**EXERCISE REQUIREMENTS:**
Could you rewrite the lines below as a numbered list, skipping any blank lines and leaving out the pictures?

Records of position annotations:
[Begin]

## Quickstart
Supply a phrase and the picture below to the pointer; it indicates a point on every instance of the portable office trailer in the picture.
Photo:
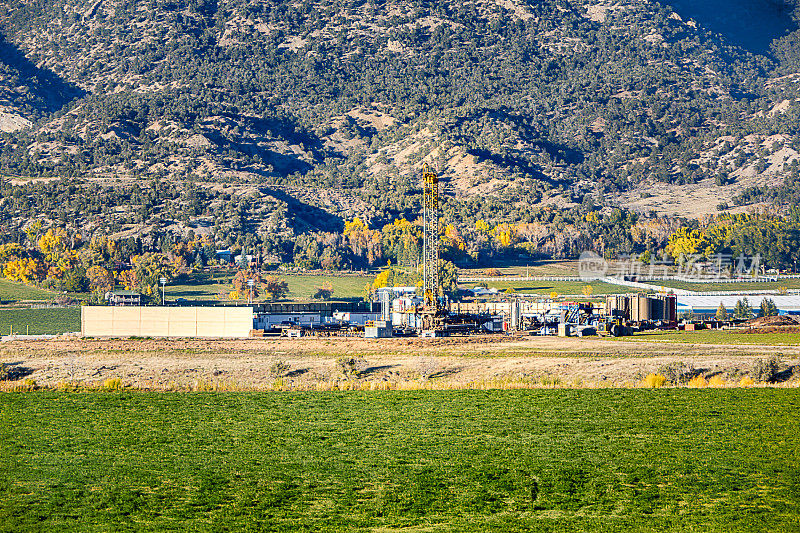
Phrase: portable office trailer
(112, 321)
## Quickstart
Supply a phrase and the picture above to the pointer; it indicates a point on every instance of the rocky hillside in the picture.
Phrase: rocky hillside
(519, 103)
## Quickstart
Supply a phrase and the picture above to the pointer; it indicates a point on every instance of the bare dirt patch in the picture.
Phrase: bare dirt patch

[End]

**ANSWER TO THIS TASK:**
1. ## Quickstart
2. Supply a phrase and the picture below to the pointer; it indicates a point on every instance of the portable office trailer in the picture.
3. Photo:
4. Phrase: portable office trailer
5. (112, 321)
6. ## Quickstart
7. Supply a phrase and the picture above to the pointer; it indicates a point on every instance of the rocky hillside in the picture.
8. Phrase: rocky hillside
9. (519, 103)
10. ## Quickstart
11. Supply a phrase and the picture above to the pointer; it indicates a point on every instance of the bare dirt patch in the picture.
12. Phrase: bare dirt patch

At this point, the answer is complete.